═══ TEXT TO READ ═══

Robotics Team to Compete for State Title

by St. Andrew's Communications Staff
After beating 26 teams to win their qualifying match last month, the newly-formed FIRST Tech Challenge robotics team, the Lion’s Den, will vie for the state title this weekend.
In its first year with a sponsored FIRST Tech Challenge Team, St. Andrew’s is improving at an accelerated pace and picking up trophies along the way. This year’s FIRST Tech Challenge has tasked students with building a robot that will complete specific objectives; this year, in the spirit of Indiana Jones, the robots must pick up and stack soft cube “glyphs” and drop “relics” in areas of the playing field.
 
At a Jan. 14 qualifying competition, the team’s robot scored an average of 63 points and won four of its five matches. That strong showing motivated the team to make a push to qualify for states.
 
“After the first (meet) we realized the scale of the competition,” said Ashley Cheung ‘19. “We did a lot better than we thought we would and it gave us a lot of confidence about our robot.”
 
In the two weeks before the Jan. 28 qualifier, the team refined their design, both on the inside and the outside. Jake Lee ’20 re-wrote the programming code for the robot, significantly improving the controls with Java.
 
“I’ve never coded with a team before, only by myself,” Jake said. “It helped me a lot with teamwork.”

═══ DATASET EXTRACT ═══

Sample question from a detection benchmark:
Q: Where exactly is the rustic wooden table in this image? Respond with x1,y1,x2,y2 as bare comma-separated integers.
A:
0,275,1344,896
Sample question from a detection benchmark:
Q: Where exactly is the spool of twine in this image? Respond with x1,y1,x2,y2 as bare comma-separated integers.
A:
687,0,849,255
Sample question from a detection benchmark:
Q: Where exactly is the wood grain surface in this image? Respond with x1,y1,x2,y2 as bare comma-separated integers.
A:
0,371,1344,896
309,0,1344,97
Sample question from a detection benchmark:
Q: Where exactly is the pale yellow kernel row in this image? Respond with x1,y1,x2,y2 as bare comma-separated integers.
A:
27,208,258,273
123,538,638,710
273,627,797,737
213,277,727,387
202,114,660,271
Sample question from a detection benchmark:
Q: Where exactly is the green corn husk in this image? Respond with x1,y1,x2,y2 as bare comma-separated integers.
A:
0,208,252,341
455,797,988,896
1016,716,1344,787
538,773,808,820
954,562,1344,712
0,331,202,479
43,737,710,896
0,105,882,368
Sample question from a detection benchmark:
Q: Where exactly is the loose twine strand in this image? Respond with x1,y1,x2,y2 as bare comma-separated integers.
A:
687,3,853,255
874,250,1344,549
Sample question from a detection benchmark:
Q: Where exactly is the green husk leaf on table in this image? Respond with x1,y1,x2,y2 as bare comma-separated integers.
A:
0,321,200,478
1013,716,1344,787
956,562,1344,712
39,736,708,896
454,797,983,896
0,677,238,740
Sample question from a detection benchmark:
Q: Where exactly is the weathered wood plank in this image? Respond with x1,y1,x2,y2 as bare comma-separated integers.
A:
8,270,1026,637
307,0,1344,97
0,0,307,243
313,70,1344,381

═══

SHORT PROBLEM 1
According to the robotics team article, how many of its five matches did the robot win at the Jan. 14 qualifying competition?
SHORT PROBLEM 2
In the robotics team article, rewrite the passage starting at "In the two weeks" and ending at "controls with Java.", changing "Java" to "Python".
SHORT PROBLEM 3
Carry on the robotics team article from the point where it stops.

RESPONSE 1
Four

RESPONSE 2
In the two weeks before the Jan. 28 qualifier, the team refined their design, both on the inside and the outside. Jake Lee ’20 re-wrote the programming code for the robot, significantly improving the controls with Python.

RESPONSE 3
 
The robot’s average score skyrocketed, with practice runs earning the team as many as 199 points. During the competition at the U.S. Naval Academy, the robot – now able to complete autonomous tasks and outfitted with new gear and a St. Andrew’s lion shield - performed two perfect runs. The team would ultimately take home two trophies: first place and the Best Robot Design Award.
 
“That set a good momentum for the team going forward and gave us the confidence we needed,” said team captain Andy Harris ’18.
 
Team members agree they would not have been able to build their robot – nicknamed “Simba,”—without the resources in the D!Lab. Front and side panels, wheel adapters, the robot’s arm, and a holder for the phone running the robot’s program were made in the D!Lab.
 
“It gives us a lot more opportunities,” Ashley said. “If we can’t find something online or if something is out of stock, we can make it ourselves.”
 
The team also said the emphasis on “coopertition,” defined by FIRST as “displaying unqualified kindness and respect in the face of fierce competition,” was key to their growth. Alliances with local teams – Wizards.exe and Mechanical Paradox Cubed, who both have competed nationally – have helped the Lion’s Den since it was formed in August.
 
“It’s really just a win-win scenario where we get awesome experience and ideas from these really good teams, and they get the resources we have too,” Andy said.
 
When the Lion’s Den competes at the state meet at the University of Maryland, Baltimore County this Saturday, the team’s goal is to score in the top eight, which would qualify them to compete at super regionals.
 
“We know we can do it,” Andy said. “With the points we’re getting in practice runs and in previous tournaments, we can say to ourselves confidently that we’re a very competitive team.”
 
Science Department Chair Kim O’Shaughnessy, who sponsors the Lion’s Den, said the team’s success is the realization of a dream she and her students had when Dean Kamen, a founder of FIRST, visited St. Andrew’s last year.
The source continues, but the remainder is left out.